• STORED RECORDS:

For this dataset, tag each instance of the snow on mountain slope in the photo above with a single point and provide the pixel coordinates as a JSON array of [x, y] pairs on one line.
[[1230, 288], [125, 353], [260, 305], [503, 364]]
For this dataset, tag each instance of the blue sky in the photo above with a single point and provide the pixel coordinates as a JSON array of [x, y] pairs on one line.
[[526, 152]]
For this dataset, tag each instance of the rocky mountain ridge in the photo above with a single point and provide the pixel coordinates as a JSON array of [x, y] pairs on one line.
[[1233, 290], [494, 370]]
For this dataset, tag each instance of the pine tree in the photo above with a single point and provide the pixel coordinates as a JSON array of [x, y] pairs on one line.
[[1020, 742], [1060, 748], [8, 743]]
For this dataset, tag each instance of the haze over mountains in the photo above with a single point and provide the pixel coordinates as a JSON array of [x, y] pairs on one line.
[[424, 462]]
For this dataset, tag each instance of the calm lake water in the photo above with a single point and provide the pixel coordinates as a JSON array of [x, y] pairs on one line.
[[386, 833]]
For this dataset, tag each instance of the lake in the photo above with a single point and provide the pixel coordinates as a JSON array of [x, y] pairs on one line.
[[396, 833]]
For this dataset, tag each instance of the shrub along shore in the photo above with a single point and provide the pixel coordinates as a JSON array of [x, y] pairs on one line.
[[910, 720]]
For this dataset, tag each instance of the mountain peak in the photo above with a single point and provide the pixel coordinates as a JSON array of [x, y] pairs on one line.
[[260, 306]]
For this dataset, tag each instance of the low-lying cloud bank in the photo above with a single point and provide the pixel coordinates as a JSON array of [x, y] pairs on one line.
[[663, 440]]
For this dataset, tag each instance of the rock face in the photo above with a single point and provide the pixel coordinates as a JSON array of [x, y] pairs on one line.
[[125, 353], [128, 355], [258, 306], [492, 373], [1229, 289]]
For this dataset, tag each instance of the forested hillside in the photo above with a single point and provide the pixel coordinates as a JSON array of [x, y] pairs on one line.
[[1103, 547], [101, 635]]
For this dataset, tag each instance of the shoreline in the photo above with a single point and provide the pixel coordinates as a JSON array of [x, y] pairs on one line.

• AIM OF THE TASK: Rewrite the lines from the one containing "For this dataset, tag each instance of the calm" through the one containing "[[910, 720]]", replacing "single point" with "single marker" and changing nothing else.

• ANSWER TO THIS EXERCISE:
For this dataset, tag each instance of the calm lake water in the photo above with a single marker and provide the pixel coordinates as a JSON array of [x, y] pairs on one line.
[[386, 833]]
For this dataset, tag each instance of the lake in the photo above with a single marker and provide the pixel coordinates as a JSON array of [x, y] pairs on one line.
[[396, 833]]
For this dataset, tag each instance of the shrub along shore in the photo above with a single marker and provide the pixel coordinates as a JSON array of [x, y] pairs on one line.
[[910, 720]]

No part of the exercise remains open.